====== Selected passage ======

To view images from the reception, click here

I begin by greeting everyone in the languages of the realm of New Zealand, in English, Māori, Cook Island Māori, Niuean, Tokelauan and New Zealand Sign Language.  Greetings, Kia Ora, Kia Orana, Fakalofa Lahi Atu, Taloha Ni and as it is the evening (Sign).

I then specifically greet you: Sir Michael Hardie Boys, my predecessor in office and Chair of the Trustees of the New Zealand Portrait Gallery; Avenal McKinnon, Director of the New Zealand Portrait Gallery and your husband John; Your Excellency Paul O’Sullivan, High Commissioner for Australia to New Zealand and your wife Merrilyn;  Distinguished Guests otherwise; Ladies and Gentlemen. 

Welcome to you all from Susan and I to Government House to this celebration of the return of the Norrie Collection and other portraits to Government House.

I wish to speak briefly of the significance of the collection, and its travels during the two-and-half years that this House underwent significant conservation.

In 1957 Sir Willoughby Norrie, who later became Lord Norrie, and Lady Patricia Norrie, gifted a collection of twelve British royal portraits to New Zealand.  Announcing the gift of the portraits, by letter to the Prime Minister, Sir Sidney Holland, Norrie wrote that the artworks were “a small token of gratitude for our great happiness during four and half years in New Zealand.”

A number of the portraits had been purchased in 1953 soon after Norrie became Governor-General.  Others were already in the Norrie’s possession.  Their substantial gift remains a principal treasure here with some paintings that are more than 300 years old.  They link the Governor-General’s residence with the Queen of New Zealand and with the English Royal story.

The Collection can be said to be the heart of the art on display here.  It represents a history that is relevant to New Zealand’s adoption of the Westminster tradition.  The earliest portrait is that of King Richard II who reigned in the late 1300s.  The other monarchs after Richard II whose paintings are on the walls can be said to represent the evolving history of Parliament in whose interests they were served.

======

Your instructions
Please copy the Norrie Collection speech word for word, starting at "I begin by greeting" and ending at "Ladies and Gentlemen.".

====== Data extract ======

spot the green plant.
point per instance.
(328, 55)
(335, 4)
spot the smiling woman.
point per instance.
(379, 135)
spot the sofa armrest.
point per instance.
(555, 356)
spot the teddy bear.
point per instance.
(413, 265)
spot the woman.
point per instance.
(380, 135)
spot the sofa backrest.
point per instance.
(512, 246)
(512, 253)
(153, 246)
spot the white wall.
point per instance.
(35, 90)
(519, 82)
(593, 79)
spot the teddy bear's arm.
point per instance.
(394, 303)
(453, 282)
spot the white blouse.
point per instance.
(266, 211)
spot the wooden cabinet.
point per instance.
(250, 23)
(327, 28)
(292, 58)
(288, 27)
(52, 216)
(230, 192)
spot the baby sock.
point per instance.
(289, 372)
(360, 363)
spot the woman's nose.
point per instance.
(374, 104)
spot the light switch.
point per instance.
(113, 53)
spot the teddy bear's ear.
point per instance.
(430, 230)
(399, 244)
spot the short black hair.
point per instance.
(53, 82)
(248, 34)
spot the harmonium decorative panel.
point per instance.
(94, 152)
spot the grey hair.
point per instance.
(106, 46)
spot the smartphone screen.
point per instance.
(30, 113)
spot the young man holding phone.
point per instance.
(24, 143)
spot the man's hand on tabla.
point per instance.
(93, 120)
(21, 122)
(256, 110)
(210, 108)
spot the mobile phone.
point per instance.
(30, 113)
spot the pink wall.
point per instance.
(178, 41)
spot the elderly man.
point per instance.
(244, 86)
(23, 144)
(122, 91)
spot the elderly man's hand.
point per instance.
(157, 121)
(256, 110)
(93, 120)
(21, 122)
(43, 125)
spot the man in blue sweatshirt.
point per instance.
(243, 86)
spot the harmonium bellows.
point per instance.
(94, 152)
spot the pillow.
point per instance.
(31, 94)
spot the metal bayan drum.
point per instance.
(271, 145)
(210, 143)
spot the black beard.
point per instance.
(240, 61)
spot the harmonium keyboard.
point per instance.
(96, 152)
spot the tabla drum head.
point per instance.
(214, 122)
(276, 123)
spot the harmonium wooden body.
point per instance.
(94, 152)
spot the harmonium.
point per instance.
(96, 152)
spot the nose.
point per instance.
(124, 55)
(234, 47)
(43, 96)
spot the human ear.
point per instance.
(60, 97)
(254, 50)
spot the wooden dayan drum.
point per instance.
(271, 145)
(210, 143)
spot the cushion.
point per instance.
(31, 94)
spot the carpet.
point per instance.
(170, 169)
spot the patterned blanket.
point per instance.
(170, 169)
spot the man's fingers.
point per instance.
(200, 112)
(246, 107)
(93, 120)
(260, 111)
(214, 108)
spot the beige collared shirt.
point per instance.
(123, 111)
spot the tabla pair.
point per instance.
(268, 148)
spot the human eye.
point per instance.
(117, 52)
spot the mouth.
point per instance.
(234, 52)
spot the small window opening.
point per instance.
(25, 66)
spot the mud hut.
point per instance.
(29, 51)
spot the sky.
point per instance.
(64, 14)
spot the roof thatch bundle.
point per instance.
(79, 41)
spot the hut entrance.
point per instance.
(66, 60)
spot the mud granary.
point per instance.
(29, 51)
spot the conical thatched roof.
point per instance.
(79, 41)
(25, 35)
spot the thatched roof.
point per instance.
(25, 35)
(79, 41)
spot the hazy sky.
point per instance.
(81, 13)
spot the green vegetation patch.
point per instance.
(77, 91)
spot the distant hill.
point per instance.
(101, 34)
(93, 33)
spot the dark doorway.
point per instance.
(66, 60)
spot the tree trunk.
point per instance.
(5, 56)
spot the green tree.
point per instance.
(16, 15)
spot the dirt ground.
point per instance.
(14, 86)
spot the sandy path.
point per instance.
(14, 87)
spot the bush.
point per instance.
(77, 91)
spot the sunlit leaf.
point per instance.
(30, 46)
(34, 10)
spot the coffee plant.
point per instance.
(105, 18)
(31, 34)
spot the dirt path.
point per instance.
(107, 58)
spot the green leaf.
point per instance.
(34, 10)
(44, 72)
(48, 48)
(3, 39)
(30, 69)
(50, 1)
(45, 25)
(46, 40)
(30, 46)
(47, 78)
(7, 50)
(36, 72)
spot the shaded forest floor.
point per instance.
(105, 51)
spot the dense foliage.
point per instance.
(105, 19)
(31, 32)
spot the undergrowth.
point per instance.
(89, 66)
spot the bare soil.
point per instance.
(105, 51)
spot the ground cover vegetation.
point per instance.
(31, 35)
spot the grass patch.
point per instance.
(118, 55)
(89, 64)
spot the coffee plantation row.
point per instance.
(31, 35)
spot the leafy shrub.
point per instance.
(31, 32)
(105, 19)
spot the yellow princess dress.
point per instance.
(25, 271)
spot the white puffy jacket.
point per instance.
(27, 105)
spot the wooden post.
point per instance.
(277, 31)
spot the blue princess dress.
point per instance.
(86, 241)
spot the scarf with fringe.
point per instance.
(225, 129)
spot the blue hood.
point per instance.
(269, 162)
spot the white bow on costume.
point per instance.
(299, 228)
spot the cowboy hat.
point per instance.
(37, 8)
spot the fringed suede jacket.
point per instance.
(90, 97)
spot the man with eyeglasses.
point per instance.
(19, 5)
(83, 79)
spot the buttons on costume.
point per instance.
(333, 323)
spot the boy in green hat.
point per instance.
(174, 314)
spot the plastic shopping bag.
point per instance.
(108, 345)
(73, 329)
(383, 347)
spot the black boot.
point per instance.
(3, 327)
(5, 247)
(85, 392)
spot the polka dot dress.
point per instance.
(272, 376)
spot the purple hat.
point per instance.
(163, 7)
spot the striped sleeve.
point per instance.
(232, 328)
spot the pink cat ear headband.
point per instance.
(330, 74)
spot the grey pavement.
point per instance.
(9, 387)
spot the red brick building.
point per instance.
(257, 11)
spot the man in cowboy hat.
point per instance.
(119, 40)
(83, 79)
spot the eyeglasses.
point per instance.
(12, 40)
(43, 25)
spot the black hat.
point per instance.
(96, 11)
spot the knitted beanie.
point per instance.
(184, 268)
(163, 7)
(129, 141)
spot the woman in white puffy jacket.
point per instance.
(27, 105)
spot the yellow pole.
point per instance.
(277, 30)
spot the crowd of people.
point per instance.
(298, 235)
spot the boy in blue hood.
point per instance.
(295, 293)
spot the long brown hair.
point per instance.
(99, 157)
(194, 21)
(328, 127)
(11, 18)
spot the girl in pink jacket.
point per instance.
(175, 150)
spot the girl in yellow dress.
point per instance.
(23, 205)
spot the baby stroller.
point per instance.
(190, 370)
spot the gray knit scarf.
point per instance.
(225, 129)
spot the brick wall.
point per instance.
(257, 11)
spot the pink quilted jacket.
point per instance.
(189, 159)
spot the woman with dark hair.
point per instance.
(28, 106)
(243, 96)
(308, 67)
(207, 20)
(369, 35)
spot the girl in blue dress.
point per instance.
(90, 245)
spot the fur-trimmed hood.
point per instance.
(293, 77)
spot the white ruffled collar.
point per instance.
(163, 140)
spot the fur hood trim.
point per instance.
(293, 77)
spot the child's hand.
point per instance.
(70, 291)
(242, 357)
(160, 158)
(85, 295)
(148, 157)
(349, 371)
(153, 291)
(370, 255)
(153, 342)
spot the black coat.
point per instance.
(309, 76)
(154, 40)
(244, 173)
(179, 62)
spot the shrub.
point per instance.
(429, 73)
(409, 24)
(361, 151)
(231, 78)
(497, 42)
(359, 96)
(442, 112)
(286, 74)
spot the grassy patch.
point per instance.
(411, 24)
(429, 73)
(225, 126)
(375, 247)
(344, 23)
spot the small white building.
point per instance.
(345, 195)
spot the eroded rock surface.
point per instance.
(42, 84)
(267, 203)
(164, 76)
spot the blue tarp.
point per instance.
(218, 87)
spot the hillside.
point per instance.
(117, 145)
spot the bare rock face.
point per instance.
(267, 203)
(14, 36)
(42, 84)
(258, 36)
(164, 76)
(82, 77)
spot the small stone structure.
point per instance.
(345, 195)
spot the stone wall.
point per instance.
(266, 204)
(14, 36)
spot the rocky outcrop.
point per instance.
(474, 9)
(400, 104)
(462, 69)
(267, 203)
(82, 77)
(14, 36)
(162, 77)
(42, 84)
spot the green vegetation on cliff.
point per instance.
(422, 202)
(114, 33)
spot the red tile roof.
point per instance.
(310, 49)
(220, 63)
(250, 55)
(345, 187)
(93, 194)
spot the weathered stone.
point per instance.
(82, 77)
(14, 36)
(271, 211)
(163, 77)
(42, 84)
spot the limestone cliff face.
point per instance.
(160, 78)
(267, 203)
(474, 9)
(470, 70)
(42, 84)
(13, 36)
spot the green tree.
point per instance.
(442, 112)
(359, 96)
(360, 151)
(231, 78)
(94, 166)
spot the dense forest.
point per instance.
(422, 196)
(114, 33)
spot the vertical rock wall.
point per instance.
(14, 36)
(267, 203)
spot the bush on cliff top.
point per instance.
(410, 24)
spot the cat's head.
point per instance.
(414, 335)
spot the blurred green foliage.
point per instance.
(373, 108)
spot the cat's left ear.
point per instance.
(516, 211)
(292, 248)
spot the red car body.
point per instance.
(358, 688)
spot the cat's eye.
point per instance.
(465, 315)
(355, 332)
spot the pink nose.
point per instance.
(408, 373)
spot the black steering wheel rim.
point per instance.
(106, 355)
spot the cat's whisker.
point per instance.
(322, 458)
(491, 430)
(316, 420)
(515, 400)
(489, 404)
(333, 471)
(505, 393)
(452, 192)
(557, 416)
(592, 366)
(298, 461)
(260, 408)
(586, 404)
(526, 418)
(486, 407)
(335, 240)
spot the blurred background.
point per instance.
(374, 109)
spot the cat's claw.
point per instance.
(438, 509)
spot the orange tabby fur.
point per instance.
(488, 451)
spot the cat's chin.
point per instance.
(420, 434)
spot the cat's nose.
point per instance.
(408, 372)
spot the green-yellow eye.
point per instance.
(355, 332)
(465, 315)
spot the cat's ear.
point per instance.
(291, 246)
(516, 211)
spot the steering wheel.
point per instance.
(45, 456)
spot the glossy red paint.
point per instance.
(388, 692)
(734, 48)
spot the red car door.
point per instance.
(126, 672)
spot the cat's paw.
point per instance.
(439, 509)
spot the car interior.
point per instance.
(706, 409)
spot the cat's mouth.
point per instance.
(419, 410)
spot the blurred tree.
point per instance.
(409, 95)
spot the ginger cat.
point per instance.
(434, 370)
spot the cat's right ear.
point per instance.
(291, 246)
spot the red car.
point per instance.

======

The completed task
I begin by greeting everyone in the languages of the realm of New Zealand, in English, Māori, Cook Island Māori, Niuean, Tokelauan and New Zealand Sign Language.  Greetings, Kia Ora, Kia Orana, Fakalofa Lahi Atu, Taloha Ni and as it is the evening (Sign).

I then specifically greet you: Sir Michael Hardie Boys, my predecessor in office and Chair of the Trustees of the New Zealand Portrait Gallery; Avenal McKinnon, Director of the New Zealand Portrait Gallery and your husband John; Your Excellency Paul O’Sullivan, High Commissioner for Australia to New Zealand and your wife Merrilyn;  Distinguished Guests otherwise; Ladies and Gentlemen.